= Beginning of Section =

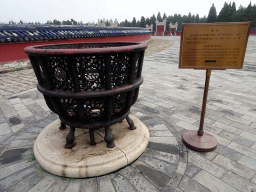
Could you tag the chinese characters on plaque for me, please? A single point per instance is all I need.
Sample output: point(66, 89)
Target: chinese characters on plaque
point(213, 45)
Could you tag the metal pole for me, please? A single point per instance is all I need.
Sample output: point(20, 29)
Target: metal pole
point(207, 80)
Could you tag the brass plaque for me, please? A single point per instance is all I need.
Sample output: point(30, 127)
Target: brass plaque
point(213, 45)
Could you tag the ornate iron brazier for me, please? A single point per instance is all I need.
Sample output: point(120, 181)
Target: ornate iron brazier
point(89, 85)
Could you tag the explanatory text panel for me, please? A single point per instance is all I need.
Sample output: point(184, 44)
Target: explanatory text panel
point(213, 45)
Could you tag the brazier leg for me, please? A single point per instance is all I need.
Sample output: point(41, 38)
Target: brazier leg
point(92, 138)
point(109, 138)
point(70, 138)
point(62, 126)
point(130, 122)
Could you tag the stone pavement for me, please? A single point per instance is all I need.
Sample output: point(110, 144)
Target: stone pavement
point(169, 104)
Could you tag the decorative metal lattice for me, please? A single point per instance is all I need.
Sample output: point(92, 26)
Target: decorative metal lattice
point(90, 71)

= End of Section =

• _Assigned task_
Every line above that holds "Could" should be copied out.

• _Answer box_
Could you tag the chinese characters on plaque for me, please? A single point per instance is all I need.
Could you tag the metal pole for me, please? A single point per instance is all I need.
Could you tag the brass plaque for me, please? A single point per instance is all I need.
Could you tag the ornate iron brazier for me, please? A single point per instance is all I need.
Could you tag the explanatory text panel for me, please? A single point per instance is all I need.
Could you tag the brazier leg for me, please? A single point per instance is all I need.
Could you tag the stone pavement for me, please? A single point per instance is all I need.
Could you tag the decorative metal lattice for me, please? A single point per instance is all I need.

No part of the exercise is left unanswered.